» Exercise instructions
Turn every line of the data below into a JSON list of strings, with one string per line and blank lines skipped. Leave the pictures out of your answer.

Data pulled from a collection:
———
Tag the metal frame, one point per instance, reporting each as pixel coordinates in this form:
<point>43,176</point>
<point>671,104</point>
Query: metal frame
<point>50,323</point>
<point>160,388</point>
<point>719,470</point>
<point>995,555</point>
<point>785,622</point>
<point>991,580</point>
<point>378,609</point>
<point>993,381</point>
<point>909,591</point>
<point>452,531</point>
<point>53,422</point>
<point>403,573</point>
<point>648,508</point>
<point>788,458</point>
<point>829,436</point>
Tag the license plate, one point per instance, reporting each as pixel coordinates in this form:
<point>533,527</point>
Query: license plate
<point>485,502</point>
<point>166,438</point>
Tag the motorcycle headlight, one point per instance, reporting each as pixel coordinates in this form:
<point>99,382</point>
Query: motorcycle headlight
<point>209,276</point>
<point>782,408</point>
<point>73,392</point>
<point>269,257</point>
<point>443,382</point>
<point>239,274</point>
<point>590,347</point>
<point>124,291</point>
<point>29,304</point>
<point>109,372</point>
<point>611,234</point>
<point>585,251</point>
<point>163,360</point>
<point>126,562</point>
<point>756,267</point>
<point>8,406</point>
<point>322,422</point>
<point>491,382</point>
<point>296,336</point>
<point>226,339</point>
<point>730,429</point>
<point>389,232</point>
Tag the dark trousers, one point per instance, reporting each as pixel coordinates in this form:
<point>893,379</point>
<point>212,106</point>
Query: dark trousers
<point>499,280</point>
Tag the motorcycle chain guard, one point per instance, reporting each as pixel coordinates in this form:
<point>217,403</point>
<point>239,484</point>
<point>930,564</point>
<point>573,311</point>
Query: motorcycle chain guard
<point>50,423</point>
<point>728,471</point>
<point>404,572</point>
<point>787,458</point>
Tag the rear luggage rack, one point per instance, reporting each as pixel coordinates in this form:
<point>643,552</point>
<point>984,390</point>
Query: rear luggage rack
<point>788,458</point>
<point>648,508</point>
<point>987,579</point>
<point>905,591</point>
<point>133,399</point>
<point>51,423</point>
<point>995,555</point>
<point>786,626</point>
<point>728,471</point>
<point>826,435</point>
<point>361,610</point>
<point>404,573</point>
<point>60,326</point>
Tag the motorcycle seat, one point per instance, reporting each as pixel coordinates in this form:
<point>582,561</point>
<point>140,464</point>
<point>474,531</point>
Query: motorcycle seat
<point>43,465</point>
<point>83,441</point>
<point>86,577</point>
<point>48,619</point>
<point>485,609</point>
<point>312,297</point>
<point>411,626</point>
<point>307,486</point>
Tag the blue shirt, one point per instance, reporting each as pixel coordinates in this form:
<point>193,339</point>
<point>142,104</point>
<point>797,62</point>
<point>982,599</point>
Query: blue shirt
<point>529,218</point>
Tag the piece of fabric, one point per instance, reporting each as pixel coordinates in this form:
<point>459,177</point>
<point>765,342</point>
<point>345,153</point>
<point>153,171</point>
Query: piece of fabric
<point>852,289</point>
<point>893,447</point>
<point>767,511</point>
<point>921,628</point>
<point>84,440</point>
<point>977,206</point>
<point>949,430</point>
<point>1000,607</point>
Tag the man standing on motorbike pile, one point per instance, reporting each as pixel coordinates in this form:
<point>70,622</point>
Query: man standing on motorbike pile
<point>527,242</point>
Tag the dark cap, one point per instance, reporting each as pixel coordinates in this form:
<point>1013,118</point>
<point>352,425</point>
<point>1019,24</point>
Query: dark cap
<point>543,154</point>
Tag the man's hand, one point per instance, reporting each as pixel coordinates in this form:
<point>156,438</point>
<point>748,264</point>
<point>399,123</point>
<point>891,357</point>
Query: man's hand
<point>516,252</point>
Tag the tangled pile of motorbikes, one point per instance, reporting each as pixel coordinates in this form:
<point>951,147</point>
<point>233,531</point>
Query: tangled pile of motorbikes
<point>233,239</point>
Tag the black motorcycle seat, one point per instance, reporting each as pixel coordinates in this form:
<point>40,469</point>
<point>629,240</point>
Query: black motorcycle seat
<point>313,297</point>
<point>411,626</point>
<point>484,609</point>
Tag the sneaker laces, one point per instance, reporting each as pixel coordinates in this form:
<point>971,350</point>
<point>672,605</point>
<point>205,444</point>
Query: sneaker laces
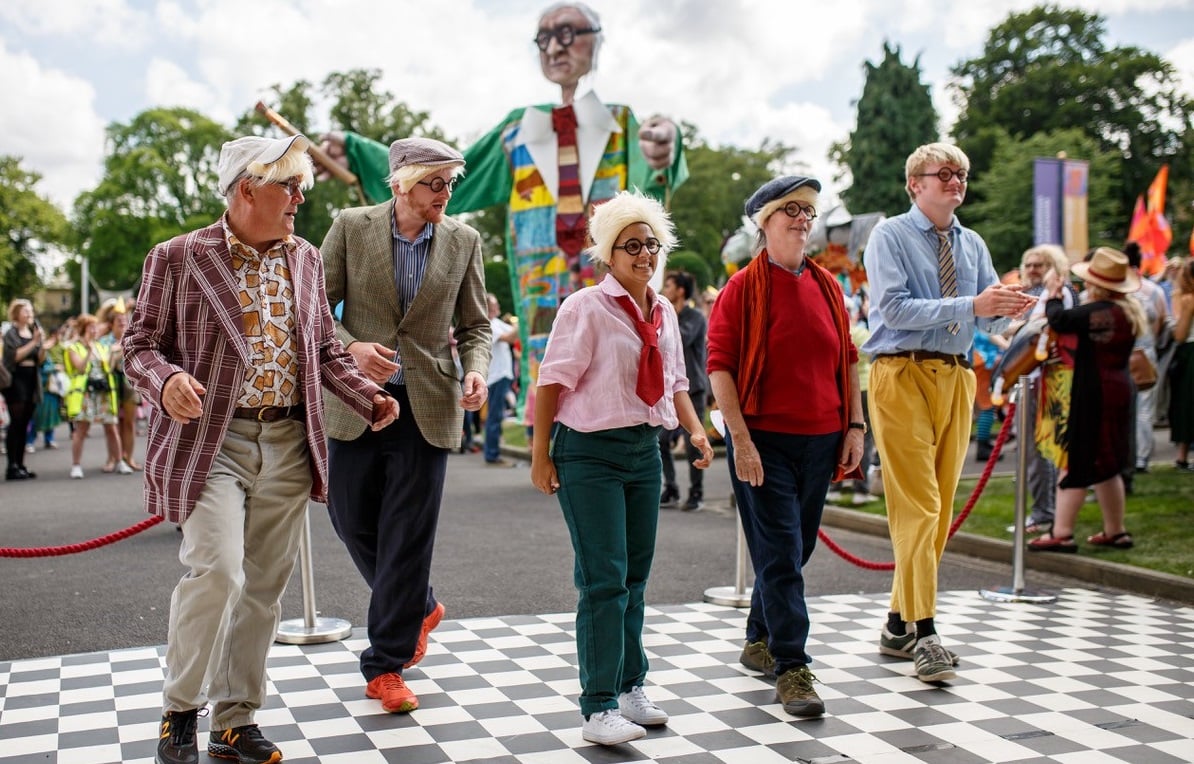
———
» Task response
[
  "Tag the metal frame, one point per instance, reporting each as pixel coordinates in this form:",
  "<point>43,176</point>",
  "<point>671,104</point>",
  "Query: metal frame",
  "<point>50,323</point>",
  "<point>160,388</point>",
  "<point>719,470</point>",
  "<point>995,555</point>",
  "<point>785,622</point>",
  "<point>991,580</point>",
  "<point>378,609</point>",
  "<point>993,381</point>",
  "<point>909,591</point>",
  "<point>452,531</point>",
  "<point>53,422</point>",
  "<point>403,573</point>",
  "<point>648,508</point>",
  "<point>788,458</point>",
  "<point>829,436</point>",
  "Tag the license plate, one point per instance, reporting each as pixel coordinates in this form:",
  "<point>533,527</point>",
  "Query: license plate",
  "<point>485,502</point>",
  "<point>166,438</point>",
  "Tag the motorcycle headlight, one point per instance, reporting each as pixel coordinates in this form:",
  "<point>99,382</point>",
  "Query: motorcycle headlight",
  "<point>209,276</point>",
  "<point>782,408</point>",
  "<point>73,392</point>",
  "<point>269,257</point>",
  "<point>443,382</point>",
  "<point>239,274</point>",
  "<point>590,347</point>",
  "<point>124,291</point>",
  "<point>29,304</point>",
  "<point>109,372</point>",
  "<point>611,234</point>",
  "<point>585,251</point>",
  "<point>163,360</point>",
  "<point>126,562</point>",
  "<point>756,267</point>",
  "<point>8,406</point>",
  "<point>322,422</point>",
  "<point>491,382</point>",
  "<point>296,336</point>",
  "<point>226,339</point>",
  "<point>730,429</point>",
  "<point>389,232</point>",
  "Tag the dark trousers, one point per instance, reporting each as pixel coordinates in this form:",
  "<point>893,379</point>",
  "<point>212,106</point>",
  "Query: dark trousers",
  "<point>499,280</point>",
  "Tag the motorcycle chain guard, one point per instance, reporting each as pixel coordinates in this form:",
  "<point>217,403</point>",
  "<point>239,484</point>",
  "<point>930,564</point>",
  "<point>573,311</point>",
  "Query: motorcycle chain guard",
  "<point>50,423</point>",
  "<point>728,471</point>",
  "<point>404,572</point>",
  "<point>787,458</point>",
  "Tag the rear luggage rack, one point per instance, reporting each as pixel coordinates in this form:",
  "<point>643,552</point>",
  "<point>984,390</point>",
  "Query: rear luggage rack",
  "<point>788,458</point>",
  "<point>648,508</point>",
  "<point>987,579</point>",
  "<point>905,591</point>",
  "<point>133,399</point>",
  "<point>51,423</point>",
  "<point>995,555</point>",
  "<point>786,626</point>",
  "<point>728,471</point>",
  "<point>826,435</point>",
  "<point>361,610</point>",
  "<point>404,573</point>",
  "<point>60,326</point>",
  "Tag the motorcycle seat, one point per instance, reporting each as pixel coordinates in this form:",
  "<point>582,561</point>",
  "<point>140,464</point>",
  "<point>474,531</point>",
  "Query: motorcycle seat",
  "<point>43,465</point>",
  "<point>83,441</point>",
  "<point>86,577</point>",
  "<point>48,619</point>",
  "<point>485,609</point>",
  "<point>312,297</point>",
  "<point>411,626</point>",
  "<point>307,486</point>",
  "Tag the blue shirt, one point per instance, reporting each as pixel coordinates in this form:",
  "<point>193,339</point>",
  "<point>142,104</point>",
  "<point>797,62</point>",
  "<point>982,599</point>",
  "Query: blue shirt",
  "<point>529,218</point>",
  "Tag the piece of fabric, one point per instance, reporting each as pixel coordinates in this form:",
  "<point>459,177</point>",
  "<point>765,342</point>",
  "<point>345,153</point>",
  "<point>153,171</point>",
  "Query: piece of fabric",
  "<point>852,289</point>",
  "<point>893,447</point>",
  "<point>767,511</point>",
  "<point>921,628</point>",
  "<point>84,440</point>",
  "<point>977,206</point>",
  "<point>949,430</point>",
  "<point>1000,607</point>",
  "Tag the man standing on motorbike pile, one point per instance, reporting each as pixel coordinates in this form:",
  "<point>70,622</point>",
  "Query: man standing on motorbike pile",
  "<point>527,242</point>",
  "Tag the dark cap, one point per instance, reporting each as pixel coordinates in this form:",
  "<point>1013,118</point>",
  "<point>352,425</point>",
  "<point>1019,24</point>",
  "Query: dark cap",
  "<point>543,154</point>",
  "Tag the man's hand, one point per instance, reporting each as pixel coordinates in this form:",
  "<point>156,438</point>",
  "<point>748,264</point>",
  "<point>399,123</point>",
  "<point>891,357</point>",
  "Query: man's hand",
  "<point>516,252</point>",
  "Tag the tangled pile of motorbikes, one point per instance, reporting each as pixel coordinates in this form:",
  "<point>951,147</point>",
  "<point>233,531</point>",
  "Query: tangled pile of motorbikes",
  "<point>233,239</point>",
  "Tag the black motorcycle seat, one point per instance, reporting each as pixel coordinates in this form:",
  "<point>40,469</point>",
  "<point>629,240</point>",
  "Query: black motorcycle seat",
  "<point>313,297</point>",
  "<point>411,626</point>",
  "<point>484,609</point>",
  "Tag the sneaker laces, one point per instance, reporting each as pixel coordinates in this form:",
  "<point>971,350</point>",
  "<point>672,605</point>",
  "<point>205,444</point>",
  "Query: sneaker laces"
]